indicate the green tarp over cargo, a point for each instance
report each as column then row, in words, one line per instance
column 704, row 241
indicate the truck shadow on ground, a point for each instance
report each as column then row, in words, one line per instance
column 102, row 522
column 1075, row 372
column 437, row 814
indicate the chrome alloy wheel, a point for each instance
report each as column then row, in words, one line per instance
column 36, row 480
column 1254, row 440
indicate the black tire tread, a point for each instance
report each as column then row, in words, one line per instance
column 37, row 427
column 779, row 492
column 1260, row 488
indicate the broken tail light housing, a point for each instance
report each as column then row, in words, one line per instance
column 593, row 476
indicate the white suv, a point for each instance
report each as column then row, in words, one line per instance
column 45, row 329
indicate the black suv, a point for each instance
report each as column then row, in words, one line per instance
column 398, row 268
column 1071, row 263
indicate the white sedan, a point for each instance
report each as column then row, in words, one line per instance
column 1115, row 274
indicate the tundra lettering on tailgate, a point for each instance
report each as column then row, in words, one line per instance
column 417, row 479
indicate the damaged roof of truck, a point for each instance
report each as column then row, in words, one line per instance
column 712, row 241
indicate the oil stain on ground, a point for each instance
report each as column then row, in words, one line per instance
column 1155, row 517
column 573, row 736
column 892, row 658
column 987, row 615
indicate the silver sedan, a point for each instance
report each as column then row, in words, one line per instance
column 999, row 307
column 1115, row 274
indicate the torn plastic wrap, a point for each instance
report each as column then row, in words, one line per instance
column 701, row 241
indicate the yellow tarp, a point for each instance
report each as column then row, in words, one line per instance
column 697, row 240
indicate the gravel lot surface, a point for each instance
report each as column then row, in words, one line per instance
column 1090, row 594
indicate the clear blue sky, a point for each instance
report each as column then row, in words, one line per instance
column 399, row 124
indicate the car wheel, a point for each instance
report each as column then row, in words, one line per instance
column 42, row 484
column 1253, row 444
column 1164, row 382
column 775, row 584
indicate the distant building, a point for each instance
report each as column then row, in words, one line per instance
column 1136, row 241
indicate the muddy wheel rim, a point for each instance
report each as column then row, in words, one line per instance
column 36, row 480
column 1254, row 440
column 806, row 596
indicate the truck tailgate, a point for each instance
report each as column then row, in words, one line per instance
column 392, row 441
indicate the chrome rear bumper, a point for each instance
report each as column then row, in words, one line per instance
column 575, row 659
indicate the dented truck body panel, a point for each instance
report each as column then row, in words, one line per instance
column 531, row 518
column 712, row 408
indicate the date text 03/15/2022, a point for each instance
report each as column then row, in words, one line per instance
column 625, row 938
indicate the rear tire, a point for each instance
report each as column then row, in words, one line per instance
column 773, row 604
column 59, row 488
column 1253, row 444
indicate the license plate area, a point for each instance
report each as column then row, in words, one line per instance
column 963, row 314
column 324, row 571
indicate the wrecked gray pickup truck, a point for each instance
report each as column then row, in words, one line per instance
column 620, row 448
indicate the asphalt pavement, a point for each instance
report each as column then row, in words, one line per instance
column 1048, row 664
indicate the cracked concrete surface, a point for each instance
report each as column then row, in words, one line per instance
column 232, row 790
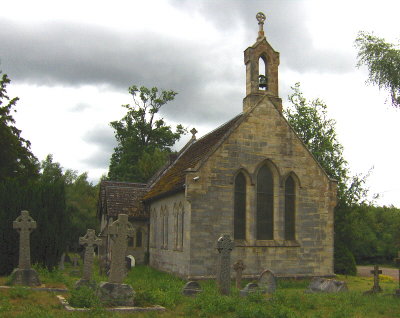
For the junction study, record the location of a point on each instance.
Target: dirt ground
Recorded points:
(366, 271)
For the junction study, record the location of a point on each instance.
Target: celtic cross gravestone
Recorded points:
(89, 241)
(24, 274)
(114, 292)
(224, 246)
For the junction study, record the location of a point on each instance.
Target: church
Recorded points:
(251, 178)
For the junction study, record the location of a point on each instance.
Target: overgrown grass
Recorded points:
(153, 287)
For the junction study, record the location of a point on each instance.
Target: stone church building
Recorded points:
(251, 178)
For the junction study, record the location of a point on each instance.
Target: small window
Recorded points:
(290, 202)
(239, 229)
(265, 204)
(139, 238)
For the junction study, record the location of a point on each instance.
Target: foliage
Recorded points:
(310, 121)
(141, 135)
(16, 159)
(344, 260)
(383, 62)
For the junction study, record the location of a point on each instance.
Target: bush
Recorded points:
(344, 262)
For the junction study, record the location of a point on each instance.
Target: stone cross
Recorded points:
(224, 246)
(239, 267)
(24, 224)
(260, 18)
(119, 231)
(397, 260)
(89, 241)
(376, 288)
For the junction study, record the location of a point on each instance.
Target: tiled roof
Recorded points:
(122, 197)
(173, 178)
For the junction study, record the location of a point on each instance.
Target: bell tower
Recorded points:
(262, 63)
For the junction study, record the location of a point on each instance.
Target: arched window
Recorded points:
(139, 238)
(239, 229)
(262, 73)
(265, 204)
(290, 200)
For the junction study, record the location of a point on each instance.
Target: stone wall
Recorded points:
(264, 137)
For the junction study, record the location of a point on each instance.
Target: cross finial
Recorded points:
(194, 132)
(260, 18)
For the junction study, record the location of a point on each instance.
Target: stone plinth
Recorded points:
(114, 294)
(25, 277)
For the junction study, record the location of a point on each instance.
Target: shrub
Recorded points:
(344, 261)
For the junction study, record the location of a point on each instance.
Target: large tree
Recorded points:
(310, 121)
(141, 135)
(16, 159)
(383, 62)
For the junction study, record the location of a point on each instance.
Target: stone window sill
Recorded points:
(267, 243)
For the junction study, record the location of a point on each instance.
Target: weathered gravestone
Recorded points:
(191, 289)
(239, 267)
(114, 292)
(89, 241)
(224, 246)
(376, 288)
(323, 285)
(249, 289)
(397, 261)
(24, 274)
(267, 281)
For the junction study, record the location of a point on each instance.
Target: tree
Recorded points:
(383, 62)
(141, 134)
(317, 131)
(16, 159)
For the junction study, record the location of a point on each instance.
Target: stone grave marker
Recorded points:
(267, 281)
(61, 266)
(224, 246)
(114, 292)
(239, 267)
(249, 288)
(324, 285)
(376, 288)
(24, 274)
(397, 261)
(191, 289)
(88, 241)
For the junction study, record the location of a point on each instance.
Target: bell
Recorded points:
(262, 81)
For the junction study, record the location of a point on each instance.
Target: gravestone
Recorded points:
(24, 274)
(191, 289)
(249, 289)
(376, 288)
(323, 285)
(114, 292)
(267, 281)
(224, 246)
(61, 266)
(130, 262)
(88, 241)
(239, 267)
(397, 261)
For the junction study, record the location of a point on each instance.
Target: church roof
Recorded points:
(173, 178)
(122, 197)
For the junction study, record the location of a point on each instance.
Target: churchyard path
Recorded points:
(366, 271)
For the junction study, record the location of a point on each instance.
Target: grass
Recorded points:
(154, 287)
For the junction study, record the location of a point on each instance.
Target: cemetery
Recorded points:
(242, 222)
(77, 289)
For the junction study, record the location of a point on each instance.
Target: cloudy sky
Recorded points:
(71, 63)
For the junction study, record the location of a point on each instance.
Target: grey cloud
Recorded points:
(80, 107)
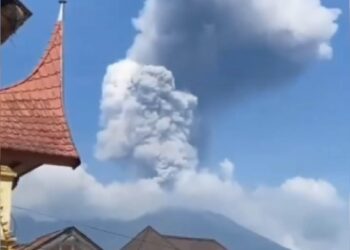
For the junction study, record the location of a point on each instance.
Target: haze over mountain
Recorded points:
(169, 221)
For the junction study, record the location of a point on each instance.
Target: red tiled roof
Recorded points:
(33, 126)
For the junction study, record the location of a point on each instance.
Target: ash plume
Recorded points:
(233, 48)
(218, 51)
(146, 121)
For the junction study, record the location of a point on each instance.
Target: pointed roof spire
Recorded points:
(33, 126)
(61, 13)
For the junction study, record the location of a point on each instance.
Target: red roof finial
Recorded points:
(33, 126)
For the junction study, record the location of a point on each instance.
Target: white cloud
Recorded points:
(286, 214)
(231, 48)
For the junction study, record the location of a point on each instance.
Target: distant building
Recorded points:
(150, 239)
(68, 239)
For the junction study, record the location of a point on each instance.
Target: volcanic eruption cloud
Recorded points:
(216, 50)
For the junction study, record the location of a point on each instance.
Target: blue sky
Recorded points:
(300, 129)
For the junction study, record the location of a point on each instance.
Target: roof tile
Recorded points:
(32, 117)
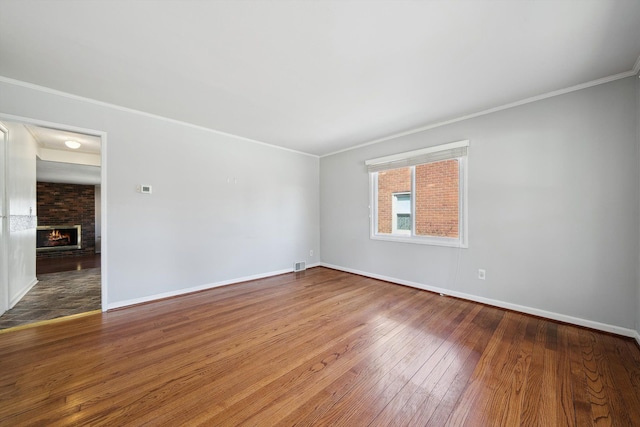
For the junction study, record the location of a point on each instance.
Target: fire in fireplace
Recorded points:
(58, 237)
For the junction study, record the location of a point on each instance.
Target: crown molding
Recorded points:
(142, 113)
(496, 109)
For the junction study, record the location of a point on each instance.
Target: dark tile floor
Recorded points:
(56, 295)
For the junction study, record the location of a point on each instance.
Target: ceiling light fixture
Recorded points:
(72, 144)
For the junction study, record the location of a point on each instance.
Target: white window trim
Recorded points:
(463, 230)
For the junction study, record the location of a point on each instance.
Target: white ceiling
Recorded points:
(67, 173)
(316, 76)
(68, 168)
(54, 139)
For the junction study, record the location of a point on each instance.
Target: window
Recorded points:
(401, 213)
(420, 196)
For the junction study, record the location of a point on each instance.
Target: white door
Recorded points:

* _TASK DIRECTIONS_: Would you show each line of the material above that contains the string "window"?

* _SOLUTION_:
Target: small window
Target: arched window
Target: stone window sill
Target: white window trim
Target: window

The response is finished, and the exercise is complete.